**Exercise**
Return every line of the records below that contains the word "surface", copying each such line in full.

[begin Source material]

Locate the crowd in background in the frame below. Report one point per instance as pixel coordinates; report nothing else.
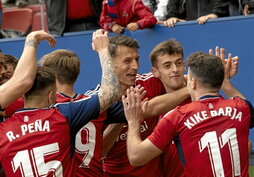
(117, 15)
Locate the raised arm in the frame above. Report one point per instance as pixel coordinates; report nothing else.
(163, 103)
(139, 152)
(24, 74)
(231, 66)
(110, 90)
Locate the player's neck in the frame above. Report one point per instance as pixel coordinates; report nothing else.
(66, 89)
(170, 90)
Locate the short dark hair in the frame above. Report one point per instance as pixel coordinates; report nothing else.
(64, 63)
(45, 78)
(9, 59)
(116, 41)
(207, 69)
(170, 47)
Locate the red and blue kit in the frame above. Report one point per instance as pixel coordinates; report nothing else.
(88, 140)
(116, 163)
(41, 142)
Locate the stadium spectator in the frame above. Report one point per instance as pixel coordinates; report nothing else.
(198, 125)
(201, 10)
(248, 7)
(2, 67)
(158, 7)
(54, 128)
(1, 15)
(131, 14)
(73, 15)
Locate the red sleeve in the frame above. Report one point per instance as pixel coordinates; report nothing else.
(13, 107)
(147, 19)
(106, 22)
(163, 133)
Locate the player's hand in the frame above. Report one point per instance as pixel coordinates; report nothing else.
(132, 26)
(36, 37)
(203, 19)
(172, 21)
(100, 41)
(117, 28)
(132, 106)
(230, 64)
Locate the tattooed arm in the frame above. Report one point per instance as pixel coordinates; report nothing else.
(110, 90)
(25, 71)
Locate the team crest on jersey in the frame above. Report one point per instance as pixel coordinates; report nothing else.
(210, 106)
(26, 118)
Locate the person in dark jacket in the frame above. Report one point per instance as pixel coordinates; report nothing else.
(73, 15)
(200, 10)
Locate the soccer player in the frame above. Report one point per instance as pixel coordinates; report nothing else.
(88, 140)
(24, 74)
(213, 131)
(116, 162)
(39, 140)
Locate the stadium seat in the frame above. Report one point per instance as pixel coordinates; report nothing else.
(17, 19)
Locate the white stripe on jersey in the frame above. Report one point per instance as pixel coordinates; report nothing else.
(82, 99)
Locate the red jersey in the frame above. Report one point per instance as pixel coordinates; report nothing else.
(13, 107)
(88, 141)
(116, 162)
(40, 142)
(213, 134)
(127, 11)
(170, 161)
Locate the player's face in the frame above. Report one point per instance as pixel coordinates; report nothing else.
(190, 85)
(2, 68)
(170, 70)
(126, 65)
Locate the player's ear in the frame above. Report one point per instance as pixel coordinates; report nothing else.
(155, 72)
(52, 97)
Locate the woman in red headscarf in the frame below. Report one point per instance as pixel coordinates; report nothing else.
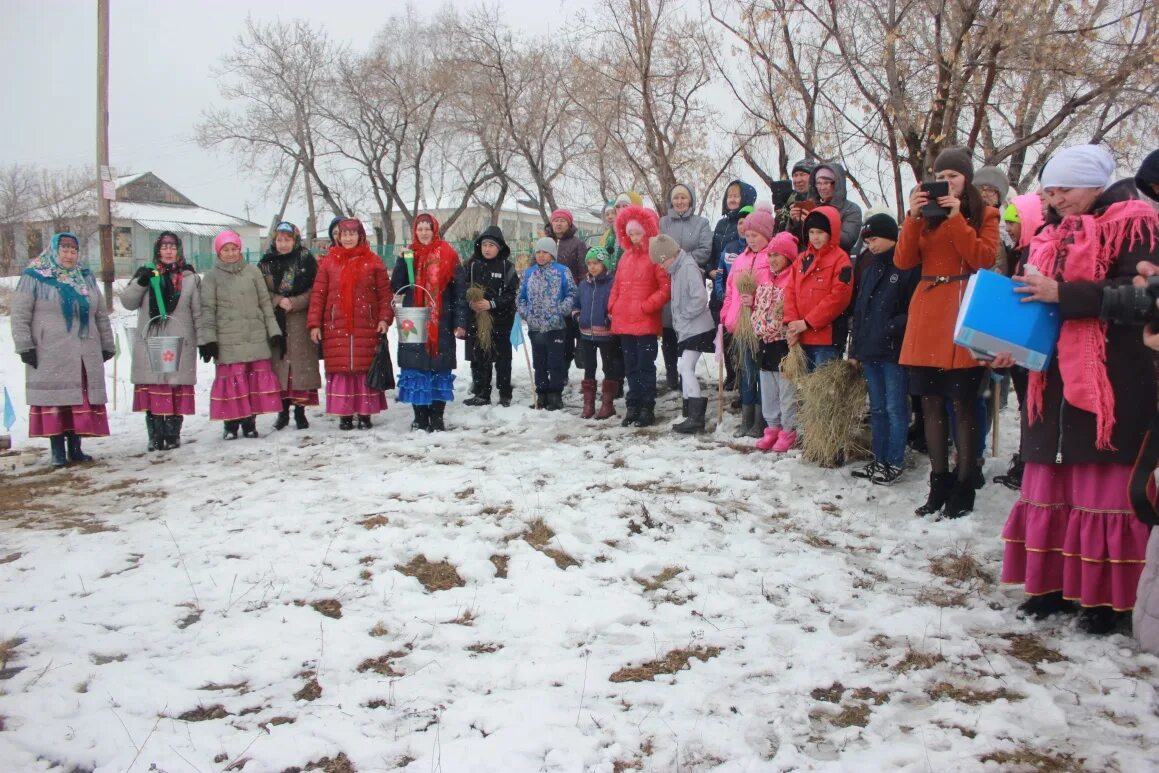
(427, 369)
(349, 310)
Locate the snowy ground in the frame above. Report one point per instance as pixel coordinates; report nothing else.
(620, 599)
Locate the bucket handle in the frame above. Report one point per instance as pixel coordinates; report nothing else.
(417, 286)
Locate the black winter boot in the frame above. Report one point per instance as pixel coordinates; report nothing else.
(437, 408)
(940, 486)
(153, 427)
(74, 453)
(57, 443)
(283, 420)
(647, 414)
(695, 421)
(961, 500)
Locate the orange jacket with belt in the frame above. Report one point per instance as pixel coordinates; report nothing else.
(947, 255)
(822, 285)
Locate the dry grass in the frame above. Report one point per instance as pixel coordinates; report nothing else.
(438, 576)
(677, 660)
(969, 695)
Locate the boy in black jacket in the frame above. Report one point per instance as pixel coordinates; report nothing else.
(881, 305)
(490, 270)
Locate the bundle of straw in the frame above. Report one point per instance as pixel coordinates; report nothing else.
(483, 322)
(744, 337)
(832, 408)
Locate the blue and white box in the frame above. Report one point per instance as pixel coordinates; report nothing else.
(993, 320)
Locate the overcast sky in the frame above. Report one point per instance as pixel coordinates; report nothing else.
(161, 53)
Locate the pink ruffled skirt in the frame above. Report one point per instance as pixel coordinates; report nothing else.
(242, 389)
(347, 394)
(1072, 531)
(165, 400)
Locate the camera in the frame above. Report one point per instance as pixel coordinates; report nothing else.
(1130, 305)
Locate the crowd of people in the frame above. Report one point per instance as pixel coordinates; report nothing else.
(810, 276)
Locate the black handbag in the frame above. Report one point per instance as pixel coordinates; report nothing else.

[end Source material]
[begin Source material]

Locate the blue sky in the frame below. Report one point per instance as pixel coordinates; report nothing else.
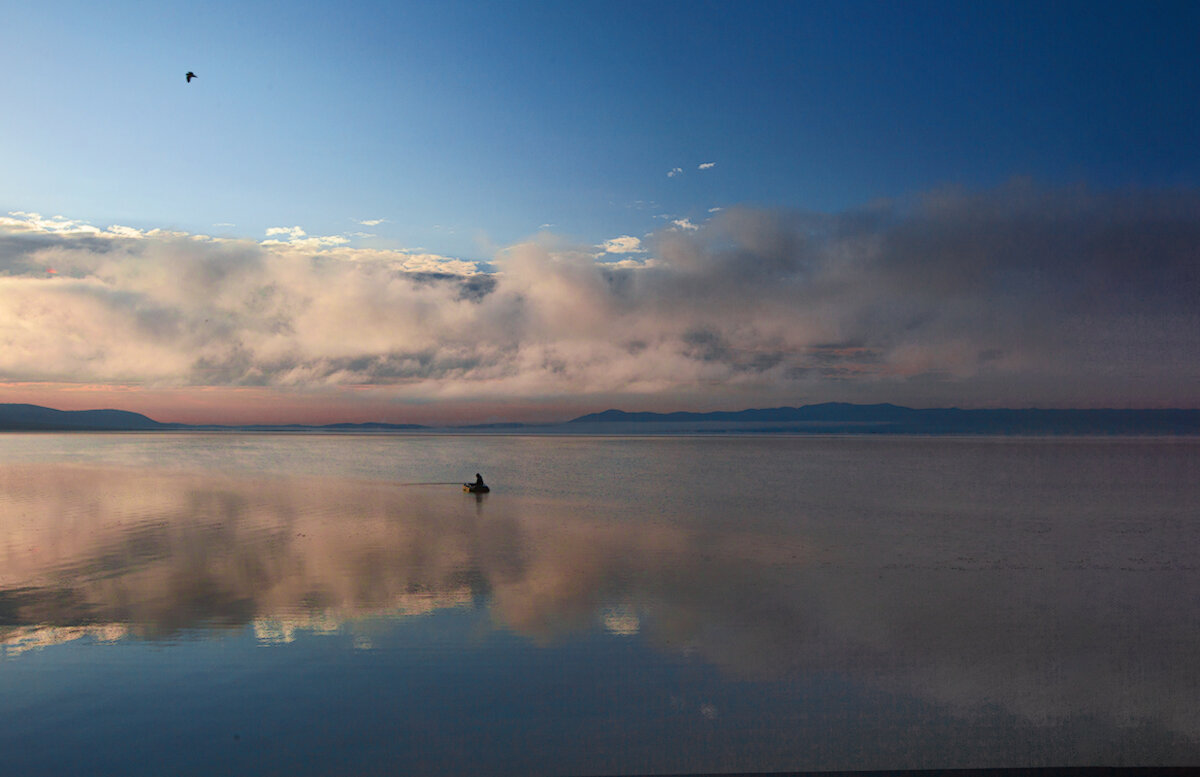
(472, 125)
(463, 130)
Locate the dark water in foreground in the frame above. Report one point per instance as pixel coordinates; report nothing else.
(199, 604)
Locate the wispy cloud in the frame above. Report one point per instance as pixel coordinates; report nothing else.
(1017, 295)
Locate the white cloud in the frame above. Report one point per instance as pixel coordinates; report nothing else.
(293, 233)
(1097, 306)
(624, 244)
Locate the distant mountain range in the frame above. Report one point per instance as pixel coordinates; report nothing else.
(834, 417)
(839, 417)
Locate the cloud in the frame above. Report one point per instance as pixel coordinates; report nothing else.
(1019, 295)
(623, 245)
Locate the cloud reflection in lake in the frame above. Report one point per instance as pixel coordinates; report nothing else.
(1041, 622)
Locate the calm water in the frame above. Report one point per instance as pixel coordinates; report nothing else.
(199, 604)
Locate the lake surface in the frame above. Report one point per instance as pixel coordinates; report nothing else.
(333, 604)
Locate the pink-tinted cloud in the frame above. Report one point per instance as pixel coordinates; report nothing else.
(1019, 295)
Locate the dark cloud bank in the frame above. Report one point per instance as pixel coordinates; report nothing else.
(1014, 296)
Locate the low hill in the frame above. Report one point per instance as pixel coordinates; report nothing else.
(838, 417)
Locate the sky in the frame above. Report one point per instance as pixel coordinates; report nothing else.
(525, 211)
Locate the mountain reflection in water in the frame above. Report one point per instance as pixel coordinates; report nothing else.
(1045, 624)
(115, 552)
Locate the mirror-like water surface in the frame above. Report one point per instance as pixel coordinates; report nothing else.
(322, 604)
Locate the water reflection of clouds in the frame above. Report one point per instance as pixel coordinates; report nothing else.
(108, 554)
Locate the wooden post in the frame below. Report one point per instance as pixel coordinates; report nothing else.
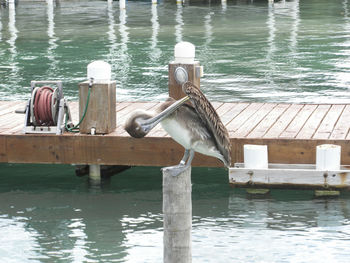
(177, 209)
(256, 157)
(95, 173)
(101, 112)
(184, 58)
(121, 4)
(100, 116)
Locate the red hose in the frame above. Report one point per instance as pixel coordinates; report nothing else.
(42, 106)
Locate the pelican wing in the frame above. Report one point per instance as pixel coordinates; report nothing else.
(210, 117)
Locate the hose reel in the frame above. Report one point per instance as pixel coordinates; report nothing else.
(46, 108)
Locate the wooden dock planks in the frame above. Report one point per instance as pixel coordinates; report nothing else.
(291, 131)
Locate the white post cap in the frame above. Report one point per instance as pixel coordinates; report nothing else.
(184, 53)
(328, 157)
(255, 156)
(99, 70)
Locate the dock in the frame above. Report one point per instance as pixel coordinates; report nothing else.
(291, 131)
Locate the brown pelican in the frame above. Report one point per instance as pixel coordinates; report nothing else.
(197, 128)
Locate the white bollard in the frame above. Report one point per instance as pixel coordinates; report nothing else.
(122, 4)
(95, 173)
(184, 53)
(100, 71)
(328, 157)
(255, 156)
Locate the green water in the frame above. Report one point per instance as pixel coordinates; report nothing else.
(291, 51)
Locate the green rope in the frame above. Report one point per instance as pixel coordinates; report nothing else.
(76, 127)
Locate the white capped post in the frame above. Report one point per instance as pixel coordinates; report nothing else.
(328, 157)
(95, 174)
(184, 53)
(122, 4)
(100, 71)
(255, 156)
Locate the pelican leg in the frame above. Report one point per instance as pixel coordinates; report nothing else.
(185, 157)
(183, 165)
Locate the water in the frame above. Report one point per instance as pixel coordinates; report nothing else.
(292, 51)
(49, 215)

[end Source material]

**Response below**
Locate the lake surface in the frame above. Report one point per instance as pixel coordinates; report nothing else.
Locate the mirror-like water surface in the frame above. Report one point per instance as pixel coordinates; report nothing else.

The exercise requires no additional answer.